■ **本文抜粋**
会計監理レポート 吉田剛
企業会計基準委員会が平成21年5月29日に公表
企業会計基準委員会(ASBJ)は平成21年5月29日に、「金融商品会計の見直しに関する論点の整理」(以下、論点整理)を公表しました。
論点整理では、現行の金融商品会計の見直しに関する論点について検討を行った結果が示されており、コメント提出者への21項目の質問とともに公表されています。対象となる論点は、大きく分けて三つ(金融商品会計の範囲、金融商品の測定およびヘッジ会計)となっており、また、平成21年7月29日(水)までがコメント募集期間とされています。
1. 目的(論点整理第1項および第2項)
この論点整理は、国際会計基準審議会(IASB)における金融商品会計に関する長期プロジェクトのうち、「現行基準の置換え」プロジェクトに呼応するものであり、平成23年を念頭に置いたわが国の会計基準の見直しの可能性について、議論の整理を図ることを目的とするものです。
2. 背景(論点整理第3項から第11項)
ASBJがIASBと共同で公表した「東京合意」(会計基準のコンバージェンスの加速化に向けた取り組みへの合意)を踏まえ、IASBにおいて迅速な対応が図られている金融商品会計における現行基準の置き換えに呼応して、わが国においても平成23年6月末を目標とするコンバージェンスの検討対象に含められる可能性が大きいと考えられます。このため、IASBにおける本年中の議論が、今後の金融商品会計の枠組みにとって重要であり、IASBからこの9月または10月に公表される予定(※)の公開草案に対するコメント等を通じて意見発信を行っていく予定とされています。また、わが国の金融商品に関する会計基準等に関して、どのような論点についてどのように見直しを進めるべきか、整理が必要であると考えられます。

■ **課題**
金融商品会計の見直しに関するレポートのうち、「ASBJがIASBと共同で公」を含む語句で始まり「が必要であると考えられます。」で終わる部分を、一字も変えずに書き出しなさい。 これらの項目は、本文とは別個の資料である。

■ **あるコレクションから抜き出した項目**

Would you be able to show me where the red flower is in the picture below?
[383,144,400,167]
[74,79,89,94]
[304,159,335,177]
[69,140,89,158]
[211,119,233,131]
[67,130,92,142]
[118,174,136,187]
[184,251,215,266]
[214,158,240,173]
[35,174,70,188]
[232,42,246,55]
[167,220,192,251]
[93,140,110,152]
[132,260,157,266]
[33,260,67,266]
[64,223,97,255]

■ **解答**
ASBJがIASBと共同で公表した「東京合意」(会計基準のコンバージェンスの加速化に向けた取り組みへの合意)を踏まえ、IASBにおいて迅速な対応が図られている金融商品会計における現行基準の置き換えに呼応して、わが国においても平成23年6月末を目標とするコンバージェンスの検討対象に含められる可能性が大きいと考えられます。このため、IASBにおける本年中の議論が、今後の金融商品会計の枠組みにとって重要であり、IASBからこの9月または10月に公表される予定(※)の公開草案に対するコメント等を通じて意見発信を行っていく予定とされています。また、わが国の金融商品に関する会計基準等に関して、どのような論点についてどのように見直しを進めるべきか、整理が必要であると考えられます。